** Tarefas propostas **
1. Enumere todos os artigos de lei citados no acórdão, com o número ou a alínea quando vierem indicados.
2. Transcreva do acórdão o trecho entre "ACORDAM OS JUÍZES" e "219/2010 deste TSI.", ambos incluídos.
3. Segundo o acórdão, em que data o Tribunal Administrativo da RAEM decidiu suspender a instância?

** Texto fornecido **
Data: 21 de Maio de 2015

Assunto:
- Reposição das quantias
- Responsabilidade disciplinar

SUMÁRIO:
- A inexistência e não comprovação da responsabilidade disciplinar não afectam a obrigação da reposição, uma vez que a responsabilidade disciplinar é irrefutavelmente distinta da obrigação/responsabilidade da reposição de verbas indevidamente recebidas, não obstante ambas emergentes da mesma origem.
O Relator,
Ho Wai Neng









Proc. nº 104/2014
(Autos de Recurso Jurisdicional Contencioso Administrativo)

Data: 21 de Maio de 2015
Recorrente: A
Objecto do Recurso: Despacho que decidiu a suspensão da instância

ACORDAM OS JUÍZES NO TRIBUNAL DE SEGUNDA INSTÂNCIA DA R.A.E.M.:

I – Relatório
Por despacho de 21/10/2013, o Tribunal Administrativo da RAEM determinou a suspensão da instância até decisão a proferir e transitada em julgado nos autos de Recurso Contencioso nº 219/2010 deste TSI.
Dessa decisão, vem o Recorrente A interpor o presente recurso jurisdicional, alegando, em sede de conclusão, o seguinte:
A. Entendeu o Tribunal a quo que "existe, indubitavelmente, uma dependência interna e conexa entre os vários actos praticados pelo Exmo. Sr. Chefe do Executivo, Sr. Secretário para a Economia e Finanças e a entidade recorrida. O referido acto do Exmo. Sr. Chefe do Executivo [acto de 29 de Janeiro de 2010] foi objecto de recurso contencioso junto do TSI sob o processo n.º 219/2010 no qual será discutido o sentido bem ainda o alcance desse acto, cuja decisão poderá ter repercussões no prosseguimento dos presentes autos, sobretudo em controvérsia do presente litígio a natureza do acto recorrido, ou seja, o acto recorrido fosse "acto de execução" ou "acto consequente" daquele acto praticado pelo Exmo. Sr. Chefe do Executivo, considerando ainda a conexão dos referidos actos poderia conduzir à inutilidade superveniente da presente lide, ao abrigo dos art.º 122.º, n.º 2, alínea i) do C.P.A. e art.º 84.º, alínea e) do C.P.A.C.. Pelo que, e ao abrigo do art.º 223.º, n.º 1 do C.P.C., ex vi do art.º 1.º do C.P.A.C., determina-se a suspensão da presente instância até decisão a proferir e transitar em julgado nos autos de Recurso Contencioso com processo n.º 219/2010 do TSI" - conforme se pode ler na decisão recorrida.

** Registos mostrados **
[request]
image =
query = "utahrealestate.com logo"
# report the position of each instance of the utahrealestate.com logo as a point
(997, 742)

==

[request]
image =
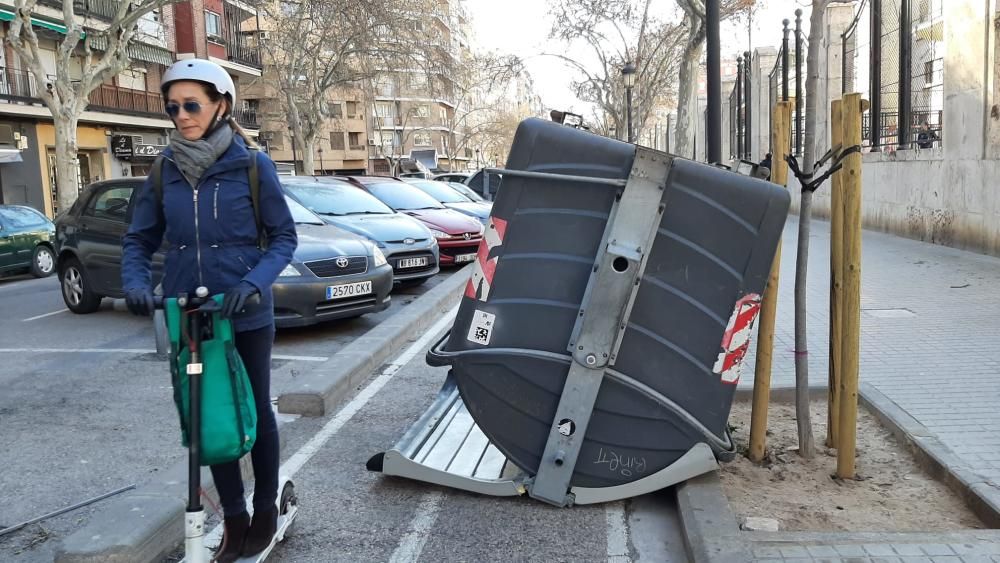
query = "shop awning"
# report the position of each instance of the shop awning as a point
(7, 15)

---

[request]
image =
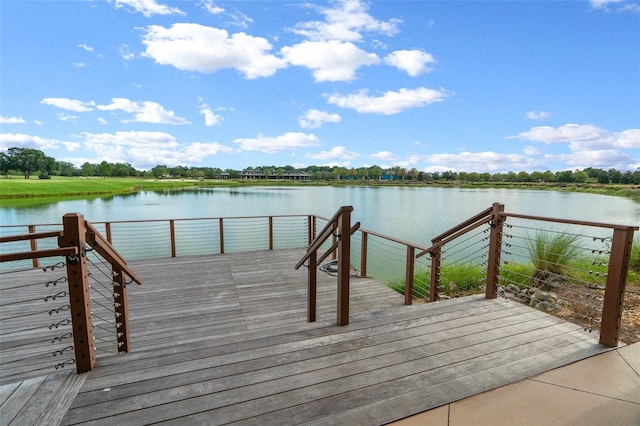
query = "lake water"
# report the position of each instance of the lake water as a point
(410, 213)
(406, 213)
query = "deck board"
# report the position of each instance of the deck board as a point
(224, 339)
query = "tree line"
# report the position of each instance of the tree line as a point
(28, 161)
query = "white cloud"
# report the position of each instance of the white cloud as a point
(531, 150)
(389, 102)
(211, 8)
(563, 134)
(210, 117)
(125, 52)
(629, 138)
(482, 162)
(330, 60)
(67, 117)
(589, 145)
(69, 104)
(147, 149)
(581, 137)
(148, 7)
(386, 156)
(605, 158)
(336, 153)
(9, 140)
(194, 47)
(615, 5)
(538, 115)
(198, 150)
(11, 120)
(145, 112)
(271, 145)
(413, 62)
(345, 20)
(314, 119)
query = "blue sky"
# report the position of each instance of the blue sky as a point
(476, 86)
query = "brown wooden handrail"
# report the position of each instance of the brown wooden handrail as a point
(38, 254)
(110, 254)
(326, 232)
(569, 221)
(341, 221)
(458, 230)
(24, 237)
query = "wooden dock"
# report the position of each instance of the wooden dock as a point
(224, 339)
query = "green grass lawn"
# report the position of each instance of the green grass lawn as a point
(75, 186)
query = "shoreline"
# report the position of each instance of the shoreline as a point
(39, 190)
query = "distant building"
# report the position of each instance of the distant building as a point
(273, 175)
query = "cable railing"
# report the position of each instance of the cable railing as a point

** Respostas por tarefa **
1.
- art.º 122.º, n.º 2, alínea i) do C.P.A.
- art.º 84.º, alínea e) do C.P.A.C.
- art.º 223.º, n.º 1 do C.P.C.
- art.º 1.º do C.P.A.C.

2.
ACORDAM OS JUÍZES NO TRIBUNAL DE SEGUNDA INSTÂNCIA DA R.A.E.M.:

I – Relatório
Por despacho de 21/10/2013, o Tribunal Administrativo da RAEM determinou a suspensão da instância até decisão a proferir e transitada em julgado nos autos de Recurso Contencioso nº 219/2010 deste TSI.

3. Em 21/10/2013.